What this exercise asks –
a - Answer these questions from the text on small island states and climate change:
(i) What will not provide solace nor halt the disastrous impact of climate change, according to the conference's President?
(ii) What did Tuilaepa say S.I.D.S have no choice but to do?
(iii) What did Tuilaepa urge organisers to take concrete steps to do?
b - Decide whether each statement agrees with the text on small island states and climate change. Answer yes or no, and quote the words that decide it.
(i) Tuilaepa said S.I.D.S will act only with the support of others.
(ii) Tuilaepa noted that critical problems do not recognize borders.
(iii) S.I.D.S are calling on their global partners to address the root causes of climate change.
c - In the text on small island states and climate change, rewrite the paragraph beginning "And in the implementation of your national commitments" more briefly, keeping its main facts.

Text for analysis –
--------------------------------------------------

The conference’s President said "sympathy and pity will not provide solace nor halt the disastrous impact of climate change." This is why S.I.D.S are calling on "our global partners to step forward and commit to address once and for all the root causes of climate change.

"And in the implementation of your national commitments, S.I.D.S’ vulnerability should not be advanced or used as the reason for doing so. What individual countries do is first and foremost for the benefit of your people and their own economies by necessity and survival."

As for S.I.D.S, Tuilaepa said they have no choice but to mitigate and adapt to the changing environment no matter what.

"It is the future of our people that is at stake, hence why we have to act now, not tomorrow, with or without the support of others."

Tuilaepa also urged organisers to take concrete steps to stem rising sea levels, noting that critical problems do not recognise borders and hold no respect for sovereignty.

"The big problems of our small islands will sooner rather than later impact every country irrespective of level of development of prosperity," he said.

--------------------------------------------------

Saved data entries –
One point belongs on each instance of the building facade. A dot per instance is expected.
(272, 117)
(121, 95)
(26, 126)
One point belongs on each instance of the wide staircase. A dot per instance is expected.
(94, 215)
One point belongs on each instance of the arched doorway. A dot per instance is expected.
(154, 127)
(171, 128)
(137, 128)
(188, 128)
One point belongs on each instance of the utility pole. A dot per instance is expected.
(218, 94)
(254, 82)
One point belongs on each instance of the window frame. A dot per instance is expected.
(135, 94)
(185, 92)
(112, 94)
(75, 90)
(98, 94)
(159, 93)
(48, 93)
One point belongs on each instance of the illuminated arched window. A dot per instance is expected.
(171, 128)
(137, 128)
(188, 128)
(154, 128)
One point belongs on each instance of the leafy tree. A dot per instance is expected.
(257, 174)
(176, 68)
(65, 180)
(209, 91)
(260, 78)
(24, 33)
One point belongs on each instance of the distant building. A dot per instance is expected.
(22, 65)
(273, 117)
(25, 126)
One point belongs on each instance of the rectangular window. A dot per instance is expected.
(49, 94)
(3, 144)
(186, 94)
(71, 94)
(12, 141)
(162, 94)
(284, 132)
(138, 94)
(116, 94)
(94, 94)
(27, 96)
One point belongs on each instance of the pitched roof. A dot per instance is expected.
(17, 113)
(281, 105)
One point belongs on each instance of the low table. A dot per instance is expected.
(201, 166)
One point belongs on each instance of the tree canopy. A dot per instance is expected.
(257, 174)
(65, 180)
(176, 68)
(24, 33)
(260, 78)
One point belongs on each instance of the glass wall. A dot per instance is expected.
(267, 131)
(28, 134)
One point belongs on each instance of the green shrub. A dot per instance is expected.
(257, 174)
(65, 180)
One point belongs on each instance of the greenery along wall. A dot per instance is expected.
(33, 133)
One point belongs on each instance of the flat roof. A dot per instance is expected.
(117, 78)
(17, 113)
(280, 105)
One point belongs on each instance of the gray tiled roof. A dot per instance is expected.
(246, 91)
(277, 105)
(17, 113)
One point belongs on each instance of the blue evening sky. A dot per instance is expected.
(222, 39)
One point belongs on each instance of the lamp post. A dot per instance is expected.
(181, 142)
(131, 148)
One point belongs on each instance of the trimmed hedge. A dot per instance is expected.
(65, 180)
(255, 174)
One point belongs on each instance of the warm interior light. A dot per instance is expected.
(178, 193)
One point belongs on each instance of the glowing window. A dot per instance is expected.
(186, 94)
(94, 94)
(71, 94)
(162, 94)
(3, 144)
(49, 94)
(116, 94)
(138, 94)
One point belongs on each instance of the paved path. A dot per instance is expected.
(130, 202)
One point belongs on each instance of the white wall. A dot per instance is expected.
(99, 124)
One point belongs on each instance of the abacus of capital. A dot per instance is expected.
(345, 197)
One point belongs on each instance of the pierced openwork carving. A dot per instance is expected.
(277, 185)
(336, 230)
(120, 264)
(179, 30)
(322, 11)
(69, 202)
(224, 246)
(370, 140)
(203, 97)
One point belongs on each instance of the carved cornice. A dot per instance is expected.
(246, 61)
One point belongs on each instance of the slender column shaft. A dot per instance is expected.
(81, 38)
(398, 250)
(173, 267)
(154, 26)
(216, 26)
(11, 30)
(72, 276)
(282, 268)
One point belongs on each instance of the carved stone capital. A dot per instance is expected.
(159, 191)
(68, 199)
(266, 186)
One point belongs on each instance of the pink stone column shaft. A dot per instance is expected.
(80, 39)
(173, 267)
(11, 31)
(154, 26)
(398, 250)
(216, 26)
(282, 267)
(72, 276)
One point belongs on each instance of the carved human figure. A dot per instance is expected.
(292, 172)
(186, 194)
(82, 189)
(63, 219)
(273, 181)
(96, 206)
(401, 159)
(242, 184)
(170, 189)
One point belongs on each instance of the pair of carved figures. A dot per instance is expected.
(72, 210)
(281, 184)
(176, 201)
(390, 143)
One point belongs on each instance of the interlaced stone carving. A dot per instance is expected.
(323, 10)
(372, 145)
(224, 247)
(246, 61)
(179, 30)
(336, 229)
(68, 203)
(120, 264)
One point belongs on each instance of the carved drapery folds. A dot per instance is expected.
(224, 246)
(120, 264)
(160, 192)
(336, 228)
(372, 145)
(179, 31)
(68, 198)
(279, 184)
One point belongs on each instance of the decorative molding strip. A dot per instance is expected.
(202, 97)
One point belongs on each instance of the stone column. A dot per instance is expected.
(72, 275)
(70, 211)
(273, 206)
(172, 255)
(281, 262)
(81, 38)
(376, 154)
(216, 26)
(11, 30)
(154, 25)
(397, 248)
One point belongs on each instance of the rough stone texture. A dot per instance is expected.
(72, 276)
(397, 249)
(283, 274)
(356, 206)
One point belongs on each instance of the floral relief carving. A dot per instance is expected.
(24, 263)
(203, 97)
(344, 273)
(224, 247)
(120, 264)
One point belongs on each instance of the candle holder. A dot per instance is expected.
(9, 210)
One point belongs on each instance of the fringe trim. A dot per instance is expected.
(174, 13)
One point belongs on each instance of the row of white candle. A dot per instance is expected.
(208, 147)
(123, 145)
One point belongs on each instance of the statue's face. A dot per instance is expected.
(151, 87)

--------------------------------------------------

Activity answers –
a -
(i) Sympathy and pity.
(ii) Mitigate and adapt to the changing environment no matter what.
(iii) Stem rising sea levels.

b -
(i) No: "with or without the support of others."
(ii) Yes: "critical problems do not recognise borders and hold no respect for sovereignty"
(iii) Yes: "our global partners to step forward and commit to address once and for all the root causes of climate change."

c - Countries should not put forward or use the vulnerability of S.I.D.S as their reason for carrying out their national commitments. What each country does benefits first and foremost its own people and economy, out of necessity and survival.